TEXT EXCERPT
-.-.-

Health Assurance Acquisition Corp.
20 University Road
Cambridge, Massachusetts 02138
October 26, 2020
VIA EDGAR
Division of Corporation Finance
Securities and Exchange Commission
100 F Street, NE
Washington, D.C. 20549
Re: | Health Assurance Acquisition Corp.
Draft Registration Statement on Form S-1 Submitted September 28, 2020 CIK No. 0001824013 |
Ladies and Gentlemen:
This letter is in response to the comments of the Staff of the Division of Corporation Finance (the “Staff”) of the U.S. Securities and Exchange Commission with respect to the above-referenced filing of Health Assurance Acquisition Corp. (the “Company”) set forth in your letter, dated October 22, 2020.
In order to facilitate your review of our responses, we have restated the Staff’s comments in this letter. For your convenience, we have also set forth our response to the Staff’s comment immediately below the corresponding comment.

-.-.-

WORK TO DO
Please extend the Health Assurance Acquisition Corp. response letter to the SEC, starting right after its last sentence. The lines that come after the letter have no part in this.

DATA EXTRACT
-.-.-

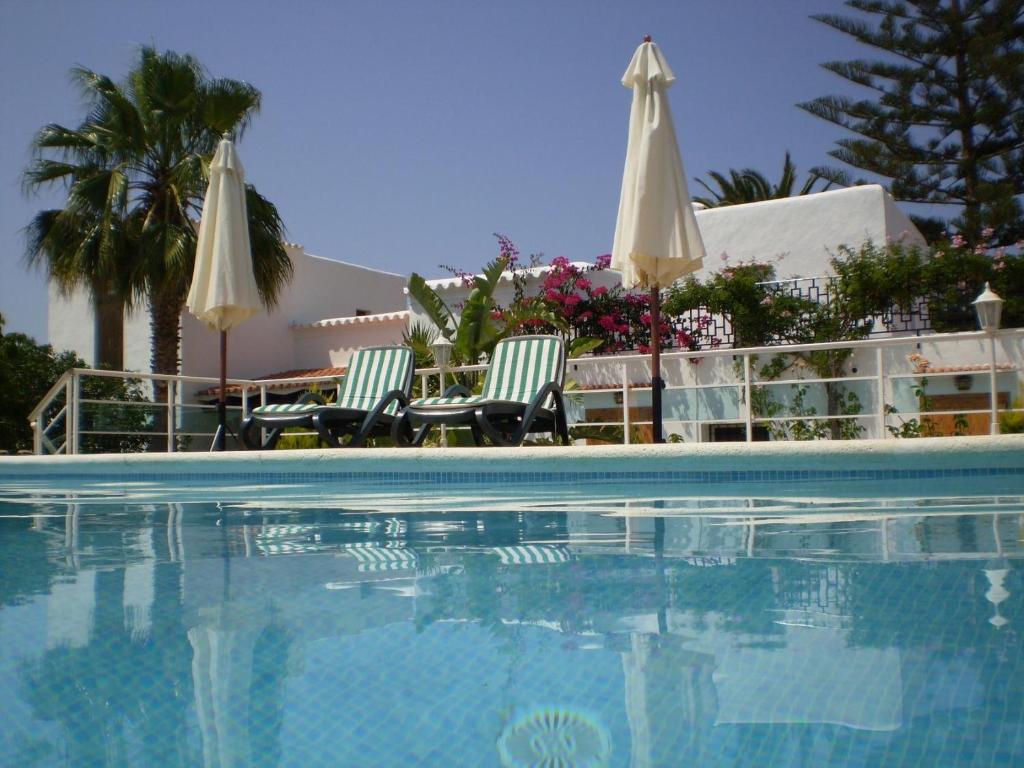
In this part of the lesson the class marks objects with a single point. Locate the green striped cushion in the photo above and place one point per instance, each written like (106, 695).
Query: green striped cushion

-.-.-

EXERCISE RESPONSE
Draft Registration Statement on Form S-1 submitted September 28, 2020
Alignment Shares, page 17
1. | Staff’s comment: Please include sample calculations for each bullet point on page 19, showing the number of shares into which the alignment shares will convert based on a range of price thresholds and VWAP for the last fiscal quarter of a hypothetical year. Please also clarify whether the alignment shares would convert into more than 2,500 shares of Class A if, after the greater than $10 or $13 per share threshold is met, the price per share declines below these thresholds. |
Response: The Company acknowledges the Staff’s comment and advises the Staff that today the Company has included sample calculations pursuant to the Staff’s comment and clarified whether the alignment shares would convert into more than 2,500 shares of Class A if, after the
greater than $10 or $13 per share threshold is met, the price per share declines below these thresholds.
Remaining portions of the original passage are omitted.